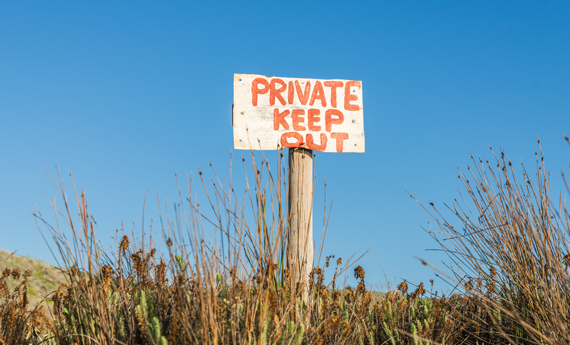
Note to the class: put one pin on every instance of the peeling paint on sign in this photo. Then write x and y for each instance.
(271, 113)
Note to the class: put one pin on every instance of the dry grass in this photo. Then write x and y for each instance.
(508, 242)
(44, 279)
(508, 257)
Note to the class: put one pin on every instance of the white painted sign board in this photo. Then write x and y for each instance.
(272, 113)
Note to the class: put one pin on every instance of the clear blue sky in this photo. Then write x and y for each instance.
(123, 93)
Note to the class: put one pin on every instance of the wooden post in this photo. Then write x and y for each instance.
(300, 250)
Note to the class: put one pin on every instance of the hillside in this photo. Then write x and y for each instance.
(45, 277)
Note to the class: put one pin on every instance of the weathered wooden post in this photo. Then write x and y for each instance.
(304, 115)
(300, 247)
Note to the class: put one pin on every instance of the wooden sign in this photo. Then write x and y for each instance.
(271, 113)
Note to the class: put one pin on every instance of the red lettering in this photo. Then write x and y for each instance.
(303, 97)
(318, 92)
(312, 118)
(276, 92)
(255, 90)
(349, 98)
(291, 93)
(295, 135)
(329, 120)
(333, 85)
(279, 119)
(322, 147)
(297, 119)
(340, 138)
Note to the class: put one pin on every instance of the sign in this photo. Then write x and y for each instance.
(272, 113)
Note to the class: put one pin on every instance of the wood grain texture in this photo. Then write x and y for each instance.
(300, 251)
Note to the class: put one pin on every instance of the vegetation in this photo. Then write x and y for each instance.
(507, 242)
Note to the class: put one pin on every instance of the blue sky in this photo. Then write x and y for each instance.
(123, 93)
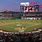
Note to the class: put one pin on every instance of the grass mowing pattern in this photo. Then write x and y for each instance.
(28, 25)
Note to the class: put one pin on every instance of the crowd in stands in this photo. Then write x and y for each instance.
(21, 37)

The task
Reproduce exactly, and only, the part of the entries above that runs from the line with "the wood grain" to the last line, both included. Pictures stay out.

Answer to the problem
Note to the class: put one pin on every instance of the wood grain texture in this photo. Then write x and y for each instance.
(300, 251)
Note to the class: put one pin on every instance of the vegetation in this photo. Then write x and y for each instance.
(507, 242)
Note to the class: put one pin on every instance of the blue sky in this photo. Then write x and y for each instance.
(123, 93)
Note to the class: put one pin on every instance of the grass mowing pattern in this photo. Then write x and y for each instance.
(28, 25)
Note to the class: put one pin on every instance of the crowd in stands in this photo. Then write x and y for each instance.
(21, 37)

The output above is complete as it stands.